PAGE EXTRACT:
########################################
As the summer days shortened, I began to understand anxiety in a painful and deep way, the way that you can only fully comprehend something when it happens to you. Anxiety came towards me from somewhere I couldn’t place, a manipulative acquaintance I couldn’t shake, a disturbing dream that stayed with me in daylight.

I have only recently felt a bit lighter, felt like writing here, again.


Somewhere during the darker days I drafted some words in a journal:

I want to be alone, not having to explain myself to anyone, and yet I feel so alone — like I’m floating far off from a busy beach where my friends and family stand, watching the rough waves bounce off my body.

Drowning is what it feels like sometimes. The panic rises up from my feet, and it’s as if my body is being filled with water, poured into my veins. It moves like a quick tide, pulling at my heart, making my head spin. I try to suck in a breath but it doesn’t come past the liquid panic, which has sealed my gullet in its hot grip.

The only way to get past anxiety in the moment itself seems to be to open yourself up to feeling it, face it, say its name, grab breaths back, again and again, all until you’ve beaten the tide.

If you try to fight it, its strength grows. It is one of the worst feelings I have felt, and it has only happened because of this pandemic. I have no doubt I am one in a sea of many others, each alone and swimming against our own fears.


What has changed since then? From one viewpoint, nothing really, yet from another, small somethings. Time not working, time trying to be. Time talking to people: my partner, friends, parents, colleagues, a counsellor, sometimes the doctor. More moments of stillness; less crushing weight.

A thing that’s often said is that recovery is not linear. I wish it was. I used to be a planner, adding things to my calendar months in advance, anticipating dates and occasions. Now I don’t look further than a few days ahead. What’s the point, I think? How will I know how I’ll feel in a few months, let alone tomorrow?
########################################
DATASET EXTRACT:
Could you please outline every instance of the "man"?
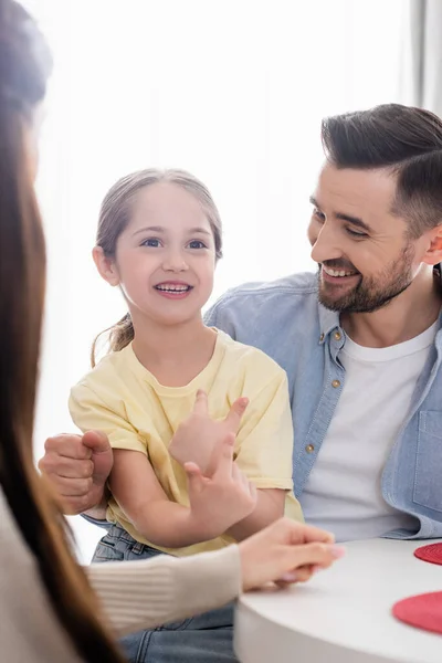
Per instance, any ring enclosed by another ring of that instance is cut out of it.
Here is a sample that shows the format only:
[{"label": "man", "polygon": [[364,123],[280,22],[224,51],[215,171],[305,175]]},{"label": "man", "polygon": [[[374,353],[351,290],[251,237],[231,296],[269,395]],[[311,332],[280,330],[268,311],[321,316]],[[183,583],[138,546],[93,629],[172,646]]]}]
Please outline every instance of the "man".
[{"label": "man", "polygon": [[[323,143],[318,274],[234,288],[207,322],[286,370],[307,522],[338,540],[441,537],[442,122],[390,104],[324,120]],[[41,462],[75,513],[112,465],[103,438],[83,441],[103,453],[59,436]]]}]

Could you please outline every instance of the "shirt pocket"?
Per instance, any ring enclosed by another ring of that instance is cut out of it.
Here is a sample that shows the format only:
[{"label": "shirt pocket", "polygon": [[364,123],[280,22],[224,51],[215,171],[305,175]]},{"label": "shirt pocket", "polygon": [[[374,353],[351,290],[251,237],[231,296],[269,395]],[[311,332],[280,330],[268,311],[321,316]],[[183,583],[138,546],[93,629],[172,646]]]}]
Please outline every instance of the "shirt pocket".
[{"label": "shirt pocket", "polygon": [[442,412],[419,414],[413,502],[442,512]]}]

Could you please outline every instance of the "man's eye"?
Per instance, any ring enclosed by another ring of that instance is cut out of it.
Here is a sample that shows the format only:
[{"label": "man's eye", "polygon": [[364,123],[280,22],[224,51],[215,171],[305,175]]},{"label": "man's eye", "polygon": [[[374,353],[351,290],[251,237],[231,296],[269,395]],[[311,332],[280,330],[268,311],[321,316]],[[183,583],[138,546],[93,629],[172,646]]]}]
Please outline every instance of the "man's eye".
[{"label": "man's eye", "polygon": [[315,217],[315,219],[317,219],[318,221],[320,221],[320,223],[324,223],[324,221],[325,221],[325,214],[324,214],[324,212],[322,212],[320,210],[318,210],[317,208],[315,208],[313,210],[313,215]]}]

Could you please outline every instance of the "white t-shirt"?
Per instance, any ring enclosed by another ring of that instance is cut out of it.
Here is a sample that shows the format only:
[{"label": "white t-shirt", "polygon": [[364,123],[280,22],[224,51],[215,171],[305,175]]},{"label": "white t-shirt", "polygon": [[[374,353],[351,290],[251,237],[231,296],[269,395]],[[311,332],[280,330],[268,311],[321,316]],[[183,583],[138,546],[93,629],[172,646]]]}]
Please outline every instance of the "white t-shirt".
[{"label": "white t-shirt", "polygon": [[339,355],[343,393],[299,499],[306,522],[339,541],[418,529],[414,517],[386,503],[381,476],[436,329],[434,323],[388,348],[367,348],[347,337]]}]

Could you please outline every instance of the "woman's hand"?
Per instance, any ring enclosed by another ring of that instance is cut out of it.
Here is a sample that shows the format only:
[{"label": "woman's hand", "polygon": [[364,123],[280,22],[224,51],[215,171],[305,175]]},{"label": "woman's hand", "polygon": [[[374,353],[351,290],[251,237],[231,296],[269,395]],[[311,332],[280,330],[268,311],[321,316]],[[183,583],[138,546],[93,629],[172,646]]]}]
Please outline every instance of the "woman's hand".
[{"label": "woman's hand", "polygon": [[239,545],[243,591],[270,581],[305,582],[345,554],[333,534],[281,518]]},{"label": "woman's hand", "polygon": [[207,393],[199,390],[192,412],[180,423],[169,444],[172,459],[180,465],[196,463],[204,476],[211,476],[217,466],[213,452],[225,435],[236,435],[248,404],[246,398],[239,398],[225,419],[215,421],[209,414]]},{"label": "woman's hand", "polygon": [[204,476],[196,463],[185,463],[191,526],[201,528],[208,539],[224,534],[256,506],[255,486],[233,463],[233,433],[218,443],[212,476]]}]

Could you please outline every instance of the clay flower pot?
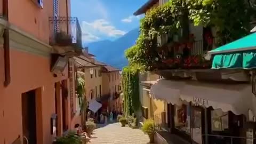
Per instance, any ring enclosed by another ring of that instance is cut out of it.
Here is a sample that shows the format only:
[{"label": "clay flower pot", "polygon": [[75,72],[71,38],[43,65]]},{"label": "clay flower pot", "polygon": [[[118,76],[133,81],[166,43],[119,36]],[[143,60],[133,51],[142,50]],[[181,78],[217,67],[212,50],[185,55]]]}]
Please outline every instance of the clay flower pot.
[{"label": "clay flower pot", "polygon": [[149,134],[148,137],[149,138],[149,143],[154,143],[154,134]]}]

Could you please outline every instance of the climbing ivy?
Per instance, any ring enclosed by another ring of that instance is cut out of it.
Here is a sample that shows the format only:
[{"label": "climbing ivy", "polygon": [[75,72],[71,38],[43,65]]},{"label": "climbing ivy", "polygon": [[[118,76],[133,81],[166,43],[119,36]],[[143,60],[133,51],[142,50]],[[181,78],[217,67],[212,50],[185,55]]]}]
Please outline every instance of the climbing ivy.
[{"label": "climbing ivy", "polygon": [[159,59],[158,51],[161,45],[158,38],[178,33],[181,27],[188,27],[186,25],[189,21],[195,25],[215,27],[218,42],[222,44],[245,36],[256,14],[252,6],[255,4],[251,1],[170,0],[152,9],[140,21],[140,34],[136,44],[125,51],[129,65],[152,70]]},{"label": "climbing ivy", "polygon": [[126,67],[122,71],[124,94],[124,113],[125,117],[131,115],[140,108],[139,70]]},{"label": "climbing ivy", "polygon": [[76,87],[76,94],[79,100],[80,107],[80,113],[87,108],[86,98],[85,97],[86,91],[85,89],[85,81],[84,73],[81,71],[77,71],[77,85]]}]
########################################
TASKS FOR THIS EXERCISE:
(A) In the essay on anxiety, what happens if you try to fight anxiety?
(B) From the essay on anxiety, pull out the exact passage that begins at the words "A thing that’s" and stops after "let alone tomorrow?".

ANSWERS TO THE EXERCISE:
(A) Its strength grows.

(B)
A thing that’s often said is that recovery is not linear. I wish it was. I used to be a planner, adding things to my calendar months in advance, anticipating dates and occasions. Now I don’t look further than a few days ahead. What’s the point, I think? How will I know how I’ll feel in a few months, let alone tomorrow?